• [ТЕКСТОВЫЙ БЛОК]:
______

Наша общественность как-то совсем неправильно стала бороться с памятником Владимиру Святому, который хотят установить на Воробьевых горах. Памятник опубликован, он, в самом деле, ужас-ужас-ужас, но вовсе не потому, что Владимир Святославич кого-то там трахал в чьем-то присутствии, как доложила общественность, словно у нее припасено селфи, снятое на айфон, а не сведения из мутного источника, почерпнутые при чтении Википедии. То, что захватывающий сюжет тысячелетней давности в любом случае слабо документирован, разоблачителей не смутило, а того, что все грехи смываются крещением, они, видимо, не знают, иначе не стали бы облизываться на злодеяния Владимира-язычника, совершенные до того, как он крестился сам и крестил Русь. С тем же успехом можно перечислять преступления благоразумного разбойника, раскаявшегося на кресте: он вообще-то первым вошел в рай.

______

[Строки набора данных]
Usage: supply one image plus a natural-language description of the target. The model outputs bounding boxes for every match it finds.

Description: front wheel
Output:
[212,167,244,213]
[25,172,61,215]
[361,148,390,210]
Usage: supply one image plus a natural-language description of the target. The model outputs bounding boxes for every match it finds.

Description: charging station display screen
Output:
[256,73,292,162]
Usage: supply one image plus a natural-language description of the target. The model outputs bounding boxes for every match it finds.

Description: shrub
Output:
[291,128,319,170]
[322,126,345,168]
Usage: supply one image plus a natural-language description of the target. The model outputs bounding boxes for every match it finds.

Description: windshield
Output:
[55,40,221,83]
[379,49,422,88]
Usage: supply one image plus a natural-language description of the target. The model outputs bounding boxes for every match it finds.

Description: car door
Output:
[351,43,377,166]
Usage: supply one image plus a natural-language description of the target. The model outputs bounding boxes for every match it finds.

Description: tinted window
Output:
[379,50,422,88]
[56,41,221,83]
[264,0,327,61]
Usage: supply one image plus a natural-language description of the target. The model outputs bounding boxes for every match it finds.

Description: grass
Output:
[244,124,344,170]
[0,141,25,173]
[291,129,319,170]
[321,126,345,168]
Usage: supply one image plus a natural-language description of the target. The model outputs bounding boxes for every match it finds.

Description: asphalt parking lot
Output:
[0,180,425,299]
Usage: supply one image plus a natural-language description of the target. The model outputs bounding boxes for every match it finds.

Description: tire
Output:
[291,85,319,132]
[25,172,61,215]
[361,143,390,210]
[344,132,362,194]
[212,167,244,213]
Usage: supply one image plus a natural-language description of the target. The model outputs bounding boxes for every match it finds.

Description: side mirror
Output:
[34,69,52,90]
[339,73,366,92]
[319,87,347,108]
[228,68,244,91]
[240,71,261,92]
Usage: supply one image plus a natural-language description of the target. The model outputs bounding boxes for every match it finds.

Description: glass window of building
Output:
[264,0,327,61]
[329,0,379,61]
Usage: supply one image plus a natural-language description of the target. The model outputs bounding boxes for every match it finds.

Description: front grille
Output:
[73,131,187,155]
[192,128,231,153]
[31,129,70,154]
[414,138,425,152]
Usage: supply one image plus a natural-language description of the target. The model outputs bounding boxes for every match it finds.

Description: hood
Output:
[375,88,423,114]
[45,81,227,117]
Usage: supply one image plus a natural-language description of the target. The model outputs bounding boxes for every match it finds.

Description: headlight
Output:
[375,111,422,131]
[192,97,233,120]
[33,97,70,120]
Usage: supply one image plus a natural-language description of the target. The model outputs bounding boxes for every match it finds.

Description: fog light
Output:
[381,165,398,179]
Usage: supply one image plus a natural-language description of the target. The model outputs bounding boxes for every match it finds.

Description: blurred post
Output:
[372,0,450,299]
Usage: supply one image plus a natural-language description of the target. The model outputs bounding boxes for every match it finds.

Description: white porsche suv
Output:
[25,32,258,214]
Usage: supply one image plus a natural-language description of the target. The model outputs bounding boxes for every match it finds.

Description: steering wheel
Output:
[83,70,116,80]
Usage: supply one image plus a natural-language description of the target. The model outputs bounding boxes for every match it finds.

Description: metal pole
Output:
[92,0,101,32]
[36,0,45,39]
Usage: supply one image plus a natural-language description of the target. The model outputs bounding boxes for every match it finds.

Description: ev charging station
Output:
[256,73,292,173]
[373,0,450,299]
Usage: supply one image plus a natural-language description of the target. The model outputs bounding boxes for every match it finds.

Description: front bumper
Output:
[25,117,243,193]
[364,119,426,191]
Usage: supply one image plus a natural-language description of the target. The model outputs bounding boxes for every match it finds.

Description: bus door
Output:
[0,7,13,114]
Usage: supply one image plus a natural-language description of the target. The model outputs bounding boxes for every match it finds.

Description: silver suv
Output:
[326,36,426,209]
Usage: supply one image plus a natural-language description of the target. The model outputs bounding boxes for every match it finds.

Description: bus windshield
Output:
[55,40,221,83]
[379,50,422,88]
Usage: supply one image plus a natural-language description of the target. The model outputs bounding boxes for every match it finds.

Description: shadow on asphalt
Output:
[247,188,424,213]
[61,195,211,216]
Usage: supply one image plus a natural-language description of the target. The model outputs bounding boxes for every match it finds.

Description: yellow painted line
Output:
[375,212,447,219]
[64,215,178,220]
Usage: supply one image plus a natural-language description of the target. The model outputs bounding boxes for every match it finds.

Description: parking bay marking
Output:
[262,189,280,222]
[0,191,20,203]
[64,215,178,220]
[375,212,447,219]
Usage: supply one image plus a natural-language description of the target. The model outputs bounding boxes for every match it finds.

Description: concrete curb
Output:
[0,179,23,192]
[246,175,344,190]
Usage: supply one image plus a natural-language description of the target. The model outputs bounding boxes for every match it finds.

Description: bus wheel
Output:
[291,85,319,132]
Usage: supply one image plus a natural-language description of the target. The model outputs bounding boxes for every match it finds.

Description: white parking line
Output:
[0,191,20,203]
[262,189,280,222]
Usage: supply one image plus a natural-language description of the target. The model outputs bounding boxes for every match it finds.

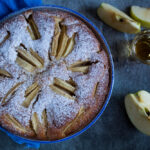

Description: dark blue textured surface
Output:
[0,0,42,18]
[0,0,150,150]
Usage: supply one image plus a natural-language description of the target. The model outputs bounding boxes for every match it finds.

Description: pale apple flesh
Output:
[130,6,150,28]
[97,3,141,33]
[125,91,150,135]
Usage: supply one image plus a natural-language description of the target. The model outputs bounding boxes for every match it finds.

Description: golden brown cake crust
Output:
[0,10,110,140]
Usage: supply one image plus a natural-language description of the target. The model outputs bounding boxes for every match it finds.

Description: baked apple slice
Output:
[30,48,44,68]
[18,49,43,69]
[5,114,27,133]
[54,78,76,93]
[2,82,23,105]
[16,57,35,72]
[0,69,12,78]
[22,83,40,108]
[56,25,69,59]
[51,17,62,56]
[50,85,75,100]
[63,33,76,57]
[31,109,47,139]
[25,14,41,40]
[68,60,92,74]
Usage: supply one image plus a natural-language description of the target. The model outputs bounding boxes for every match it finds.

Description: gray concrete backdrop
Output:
[0,0,150,150]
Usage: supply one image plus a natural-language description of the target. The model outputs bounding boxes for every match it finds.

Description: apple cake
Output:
[0,10,110,140]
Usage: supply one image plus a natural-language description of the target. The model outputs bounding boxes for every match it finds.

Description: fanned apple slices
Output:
[0,69,12,78]
[25,14,41,40]
[31,109,47,139]
[5,114,27,133]
[16,47,44,72]
[51,18,75,60]
[0,31,10,46]
[22,82,40,108]
[63,106,85,136]
[2,82,23,105]
[50,78,76,100]
[68,60,92,73]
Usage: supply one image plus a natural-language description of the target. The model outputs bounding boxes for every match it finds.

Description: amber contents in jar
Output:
[135,37,150,60]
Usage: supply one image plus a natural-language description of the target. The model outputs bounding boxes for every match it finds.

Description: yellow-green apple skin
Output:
[97,3,141,33]
[130,6,150,28]
[125,90,150,135]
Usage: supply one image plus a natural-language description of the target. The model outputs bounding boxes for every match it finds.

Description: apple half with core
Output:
[125,90,150,135]
[97,3,141,33]
[130,6,150,28]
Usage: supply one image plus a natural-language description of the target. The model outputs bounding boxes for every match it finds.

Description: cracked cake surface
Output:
[0,10,110,140]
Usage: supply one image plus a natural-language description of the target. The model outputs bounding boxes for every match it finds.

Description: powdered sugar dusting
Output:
[0,11,109,131]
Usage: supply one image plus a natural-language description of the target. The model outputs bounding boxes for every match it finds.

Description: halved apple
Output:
[125,91,150,135]
[130,6,150,28]
[97,3,141,33]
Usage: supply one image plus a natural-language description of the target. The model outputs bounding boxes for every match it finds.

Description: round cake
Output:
[0,10,110,140]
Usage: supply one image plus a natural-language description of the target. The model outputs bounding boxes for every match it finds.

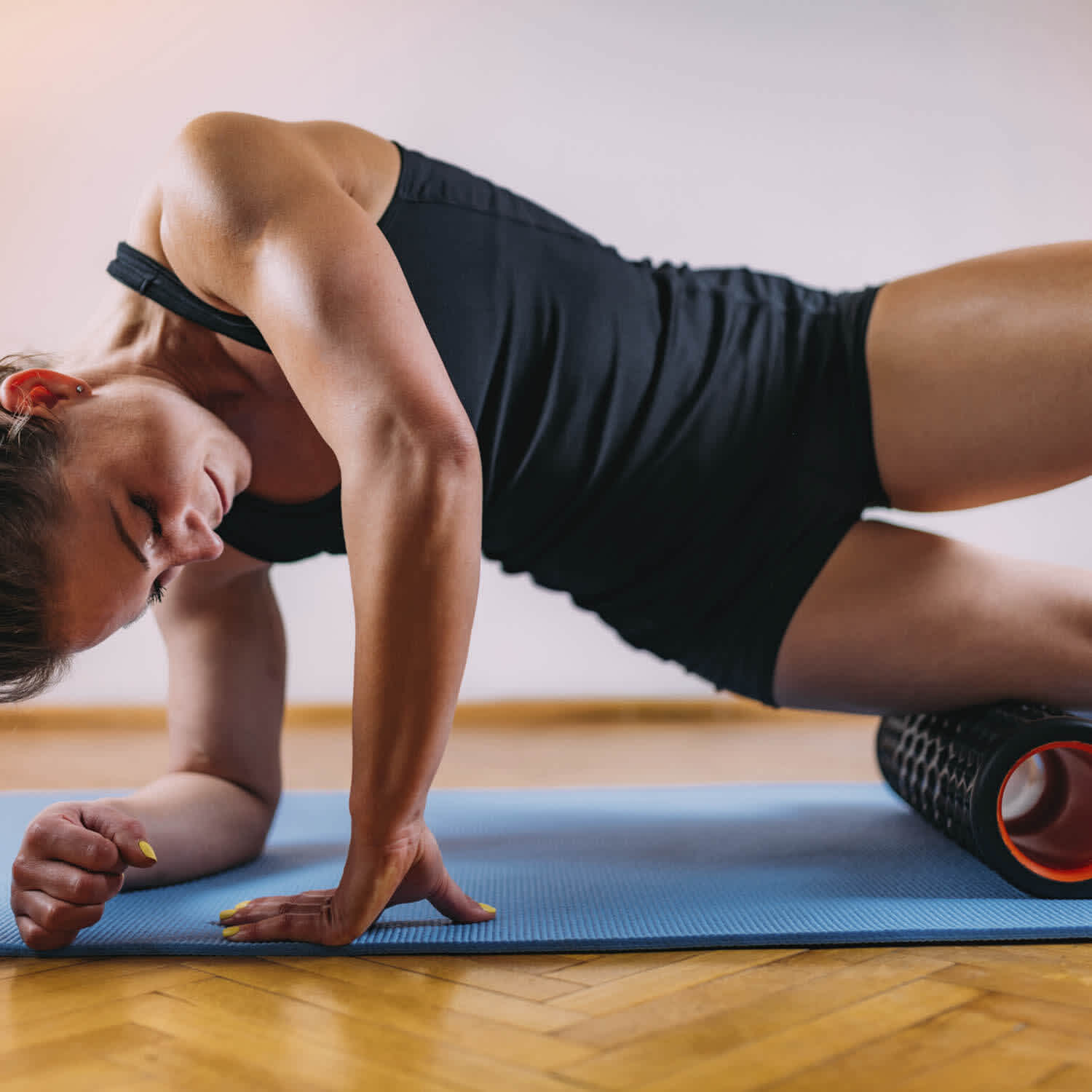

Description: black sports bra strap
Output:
[106,242,272,353]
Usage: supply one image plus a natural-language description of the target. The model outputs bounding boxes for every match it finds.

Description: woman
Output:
[0,114,1092,948]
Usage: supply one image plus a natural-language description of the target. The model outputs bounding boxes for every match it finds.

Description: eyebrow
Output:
[107,500,151,629]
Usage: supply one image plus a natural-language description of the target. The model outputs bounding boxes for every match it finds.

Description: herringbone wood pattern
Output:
[0,707,1092,1092]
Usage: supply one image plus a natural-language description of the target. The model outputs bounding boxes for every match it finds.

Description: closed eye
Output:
[132,495,163,606]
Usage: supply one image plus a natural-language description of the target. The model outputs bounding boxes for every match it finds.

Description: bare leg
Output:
[775,244,1092,712]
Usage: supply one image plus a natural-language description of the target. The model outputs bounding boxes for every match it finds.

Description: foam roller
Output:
[876,701,1092,899]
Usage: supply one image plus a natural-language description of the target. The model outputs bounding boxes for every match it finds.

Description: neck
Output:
[66,285,253,413]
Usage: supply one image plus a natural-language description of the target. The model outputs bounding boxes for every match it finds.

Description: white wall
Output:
[0,0,1092,705]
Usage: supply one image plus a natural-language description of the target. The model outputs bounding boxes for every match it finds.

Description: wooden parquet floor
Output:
[0,711,1092,1092]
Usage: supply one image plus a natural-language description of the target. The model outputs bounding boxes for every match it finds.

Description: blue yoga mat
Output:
[0,783,1092,956]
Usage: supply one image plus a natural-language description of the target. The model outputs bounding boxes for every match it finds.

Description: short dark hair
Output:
[0,353,72,703]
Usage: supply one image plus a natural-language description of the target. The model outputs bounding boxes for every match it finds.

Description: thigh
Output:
[866,242,1092,511]
[773,520,1092,713]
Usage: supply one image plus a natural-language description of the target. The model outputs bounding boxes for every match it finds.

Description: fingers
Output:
[11,802,154,950]
[11,856,124,906]
[17,891,106,934]
[224,890,358,946]
[428,869,497,925]
[81,803,157,869]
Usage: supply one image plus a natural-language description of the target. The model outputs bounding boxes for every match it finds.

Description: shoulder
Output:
[159,111,400,240]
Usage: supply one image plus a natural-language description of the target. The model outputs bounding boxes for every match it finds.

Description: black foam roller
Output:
[876,701,1092,899]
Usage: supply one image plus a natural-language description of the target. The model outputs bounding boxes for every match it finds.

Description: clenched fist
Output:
[11,801,155,951]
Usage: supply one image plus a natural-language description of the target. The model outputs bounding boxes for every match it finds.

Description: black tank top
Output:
[108,138,823,681]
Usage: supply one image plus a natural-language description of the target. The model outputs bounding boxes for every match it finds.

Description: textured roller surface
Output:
[876,701,1092,900]
[0,783,1092,956]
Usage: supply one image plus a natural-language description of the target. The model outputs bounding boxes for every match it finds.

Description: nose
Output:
[161,505,224,568]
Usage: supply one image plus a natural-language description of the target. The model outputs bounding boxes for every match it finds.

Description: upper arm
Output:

______

• [ЧТО СДЕЛАТЬ]:
a: Где, согласно заметке о памятнике Владимиру, хотят установить этот памятник?
b: Процитируйте отрывок из заметки о памятнике Владимиру: начните со слов "Наша общественность как-то" и закончите словами "вошел в рай.".
c: Напишите продолжение заметки о памятнике Владимиру, начав сразу после ее последнего предложения.
Записи взяты из другого источника.

• [ОТВЕТЫ ПО ЗАДАНИЯМ]:
a: На Воробьевых горах.

b:
Наша общественность как-то совсем неправильно стала бороться с памятником Владимиру Святому, который хотят установить на Воробьевых горах. Памятник опубликован, он, в самом деле, ужас-ужас-ужас, но вовсе не потому, что Владимир Святославич кого-то там трахал в чьем-то присутствии, как доложила общественность, словно у нее припасено селфи, снятое на айфон, а не сведения из мутного источника, почерпнутые при чтении Википедии. То, что захватывающий сюжет тысячелетней давности в любом случае слабо документирован, разоблачителей не смутило, а того, что все грехи смываются крещением, они, видимо, не знают, иначе не стали бы облизываться на злодеяния Владимира-язычника, совершенные до того, как он крестился сам и крестил Русь. С тем же успехом можно перечислять преступления благоразумного разбойника, раскаявшегося на кресте: он вообще-то первым вошел в рай.

c:
Не было никакой надобности топтаться со слоновьей грацией в житии Крестителя Руси, почитаемого православными, уж не говоря о Владимирах, носящих его имя, когда речь всего лишь о памятнике, который в тысячный, в сто тысячный раз воспроизводит одно и то же – как бы похожего портретного дядьку, реалистического, прямо из древнерусской жизни. Этот дядька – в плаще, в пиджаке или в доспехах, если он про прошлое – появился в 19 веке и там навсегда остался, он сам по себе не великое завоевание искусства, но размноженный в бесчисленных повторениях давно стал садово-парковым китчем, проклятием улиц и площадей.
Не надо плодить дядек, ставите памятник – думайте про образ, он может быть любым, а вовсе не только антропоморфным. Хорошо найти редкий, единственный образ, но и напрашивающийся бывает уместным. Почему бы не воздвигнуть на Воробьевых горах Крест – разве это не лучший памятник Владимиру Крестителю?
Глава Департамента культурного наследия Михаил Брызгалов заявил, что Версаль – конкретная задача, которую поставили перед новым директором «Архангельского». Ох.
Версаль это королевская резиденция, она про мощь и величие самой могущественной короны в мире. Про масштаб государства, масштаб правления и правителя. Про короля-Солнце и его вечное сияние.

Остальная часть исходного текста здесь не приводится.